**Information given**.
+ + + +

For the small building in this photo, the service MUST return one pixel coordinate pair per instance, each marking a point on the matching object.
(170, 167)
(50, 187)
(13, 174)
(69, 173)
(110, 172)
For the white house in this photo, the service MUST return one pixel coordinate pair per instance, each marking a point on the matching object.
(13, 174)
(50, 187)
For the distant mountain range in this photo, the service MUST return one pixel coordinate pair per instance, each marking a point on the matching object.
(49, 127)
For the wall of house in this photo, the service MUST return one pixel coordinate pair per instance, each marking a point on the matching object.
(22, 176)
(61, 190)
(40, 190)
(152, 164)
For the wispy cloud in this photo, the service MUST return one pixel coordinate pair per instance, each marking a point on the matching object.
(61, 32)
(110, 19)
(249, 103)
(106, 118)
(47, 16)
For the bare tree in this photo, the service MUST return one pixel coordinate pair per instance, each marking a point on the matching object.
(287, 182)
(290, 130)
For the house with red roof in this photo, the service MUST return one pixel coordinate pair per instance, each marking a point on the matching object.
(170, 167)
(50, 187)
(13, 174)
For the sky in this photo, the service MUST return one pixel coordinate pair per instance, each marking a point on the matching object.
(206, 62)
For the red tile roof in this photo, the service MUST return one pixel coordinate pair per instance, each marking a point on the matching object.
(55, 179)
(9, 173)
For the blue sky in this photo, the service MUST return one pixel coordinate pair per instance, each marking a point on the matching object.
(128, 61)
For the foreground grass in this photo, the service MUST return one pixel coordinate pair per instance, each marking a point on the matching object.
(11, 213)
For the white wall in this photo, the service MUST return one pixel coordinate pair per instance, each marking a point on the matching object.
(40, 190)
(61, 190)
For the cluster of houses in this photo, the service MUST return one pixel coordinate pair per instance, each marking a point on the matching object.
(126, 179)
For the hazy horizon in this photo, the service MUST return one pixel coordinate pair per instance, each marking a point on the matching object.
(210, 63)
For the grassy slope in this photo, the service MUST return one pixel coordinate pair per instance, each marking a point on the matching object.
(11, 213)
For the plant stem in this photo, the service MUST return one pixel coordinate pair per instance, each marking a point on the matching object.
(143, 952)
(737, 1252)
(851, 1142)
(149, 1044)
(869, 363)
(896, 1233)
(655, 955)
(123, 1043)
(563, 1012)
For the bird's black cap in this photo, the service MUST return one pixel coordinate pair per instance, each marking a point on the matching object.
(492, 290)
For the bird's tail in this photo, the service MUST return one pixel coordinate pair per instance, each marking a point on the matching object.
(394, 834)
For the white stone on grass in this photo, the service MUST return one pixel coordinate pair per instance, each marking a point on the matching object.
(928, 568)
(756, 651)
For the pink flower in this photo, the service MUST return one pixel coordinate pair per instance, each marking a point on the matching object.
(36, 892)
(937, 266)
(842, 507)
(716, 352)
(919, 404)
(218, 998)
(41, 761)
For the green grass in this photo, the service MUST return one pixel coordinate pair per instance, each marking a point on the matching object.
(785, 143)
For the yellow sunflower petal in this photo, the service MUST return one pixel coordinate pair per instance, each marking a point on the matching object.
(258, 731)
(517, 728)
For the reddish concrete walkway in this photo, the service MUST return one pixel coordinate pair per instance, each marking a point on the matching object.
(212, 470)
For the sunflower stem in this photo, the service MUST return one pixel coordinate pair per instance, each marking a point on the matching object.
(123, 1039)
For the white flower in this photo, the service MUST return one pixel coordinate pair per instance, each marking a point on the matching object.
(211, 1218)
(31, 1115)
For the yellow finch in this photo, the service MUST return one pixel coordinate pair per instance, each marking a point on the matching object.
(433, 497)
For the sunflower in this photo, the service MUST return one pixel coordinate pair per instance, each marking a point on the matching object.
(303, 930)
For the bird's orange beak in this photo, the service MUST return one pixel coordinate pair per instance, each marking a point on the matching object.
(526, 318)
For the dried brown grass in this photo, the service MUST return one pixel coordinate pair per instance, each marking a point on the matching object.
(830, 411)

+ + + +

**Action item**. Reproduce the listing above exactly.

**Final answer**.
For the small building in this photo, the service MUST return one pixel coordinate pair per instance, each marking a point on the matching object.
(170, 167)
(50, 187)
(13, 174)
(69, 173)
(110, 172)
For the white house in this photo, the service MUST return one pixel coordinate pair per instance, each marking a point on the matching object.
(13, 174)
(50, 187)
For the distant mountain range in this photo, the service MUST return one pixel coordinate pair per instance, each marking a point on the matching object.
(49, 127)
For the wall of house in this photo, the service MUST return one pixel coordinate pair per instance, each marking a point on the matching object.
(22, 176)
(61, 190)
(40, 190)
(152, 164)
For the wispy cloud in this photo, the service MUST return one pixel coordinate pair per instance, each marking a point on the matching object.
(61, 32)
(110, 19)
(249, 103)
(106, 118)
(47, 16)
For the bare tree in this photo, the service MUST return one pixel coordinate pair per instance, each marking a point on the matching object.
(287, 182)
(290, 130)
For the house with red roof in this photo, the service MUST return one pixel coordinate pair per instance, each marking a point on the matching object.
(170, 167)
(50, 187)
(13, 174)
For the sky in this photo, the service MUST return one pixel coordinate pair per instance, each marking a point on the matching object.
(206, 62)
For the red tile roof in this photo, the service MUST return one pixel coordinate pair per instance, each marking a point on the matching object.
(55, 179)
(9, 173)
For the blue sky in this photo, the service MUST return one pixel coordinate pair per instance, each marking a point on the matching object.
(128, 61)
For the foreground grass in this photo, the service MUST return one pixel coordinate pair per instance, each marking a point on the matching object.
(11, 213)
For the white wall in this photo, the service MUST return one pixel coordinate pair per instance, each marking a point on the matching object.
(40, 190)
(61, 190)
For the cluster of houses in this photo, the service MUST return one pixel coordinate pair per instance, each marking a point on the matching object.
(126, 179)
For the hazy horizon in this photo, the service MUST return one pixel coordinate pair per instance, each marking a point on the matching object.
(210, 63)
For the grassy slope in this photo, the service MUST return one pixel coordinate pair per instance, each marking a point on the matching object.
(11, 213)
For the plant stem in this photo, the service MUST return one pixel coordinate pair per instance, each marking a point on the matching object.
(143, 952)
(737, 1252)
(851, 1142)
(149, 1044)
(869, 363)
(896, 1233)
(655, 955)
(123, 1043)
(563, 1012)
For the bird's black cap in this photo, the service MUST return one pixel coordinate pair per instance, each marking a point on the matching object.
(492, 290)
For the bird's tail in this photo, the service MUST return one pixel coordinate pair per instance, each marking a point on the matching object.
(394, 834)
For the white stone on grass in this photo, the service MUST return one pixel coordinate pair per instance, each marking a point on the matching object.
(928, 568)
(756, 651)
For the pink flower in this photo, the service MUST return one pixel coordinate pair per instance, each marking a point on the matching object.
(36, 892)
(937, 266)
(842, 507)
(716, 352)
(919, 404)
(218, 998)
(41, 761)
For the green grass in this photo, the service MUST return one pixel coordinate pair per instance, each marking a point on the matching object.
(785, 143)
For the yellow sunflower petal in this photo, the service MUST return one pixel coordinate pair per instance, each marking a point on the matching object.
(258, 731)
(517, 728)
For the reddish concrete walkway in this photo, the service MUST return one pixel coordinate pair per instance, each marking a point on the matching object.
(212, 470)
For the sunflower stem in this photo, the service MUST return one pixel coordinate pair per instance, each marking a point on the matching object.
(123, 1039)
For the white flower in this photo, the service MUST return one pixel coordinate pair per instance, each marking a point on the matching object.
(211, 1218)
(31, 1115)
For the yellow finch in this photo, the service MUST return one pixel coordinate pair per instance, each marking a point on the matching object.
(433, 497)
For the sunflower in this photo, the service MUST return one pixel coordinate pair per instance, each marking a point on the matching object.
(303, 930)
For the bird's orange beak in this photo, the service MUST return one pixel coordinate pair per instance, each marking a point on the matching object.
(526, 318)
For the dried brown grass in this photo, the service MUST return one pixel coordinate pair per instance, each marking a point on the matching object.
(830, 411)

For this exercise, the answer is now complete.